→ **Data shown**
==*==
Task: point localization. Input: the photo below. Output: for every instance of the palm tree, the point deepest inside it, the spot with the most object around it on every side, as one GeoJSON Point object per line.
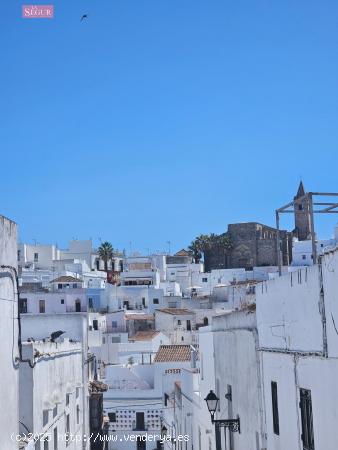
{"type": "Point", "coordinates": [205, 242]}
{"type": "Point", "coordinates": [106, 253]}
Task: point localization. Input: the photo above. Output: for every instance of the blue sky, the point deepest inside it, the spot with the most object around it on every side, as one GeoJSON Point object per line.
{"type": "Point", "coordinates": [157, 120]}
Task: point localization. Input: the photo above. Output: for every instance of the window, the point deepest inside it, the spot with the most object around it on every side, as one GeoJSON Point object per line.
==*==
Write out every line of the items above again, requests included and pictures left out, and increase each coordinate in the answers by 68. Leave any numbers in the requests as they are.

Task: point localization. Input: the photo below. Output: for every instance of the palm tree, the point deepest inside it, the spot with the most object around it on every side, as one GeoJSON Point object per line.
{"type": "Point", "coordinates": [273, 310]}
{"type": "Point", "coordinates": [174, 321]}
Task: point localization. Input: the photo above. Output: for every instance of the blue sky, the point deepest inside it, the spot with the most object around it on every side, as one GeoJSON Point object per line.
{"type": "Point", "coordinates": [225, 188]}
Task: point localization. Input: the photo above. Output: for every instance of the window, the point deepest inside it, the spot with the most object around it on every side, as one GeoJSON Point object per line.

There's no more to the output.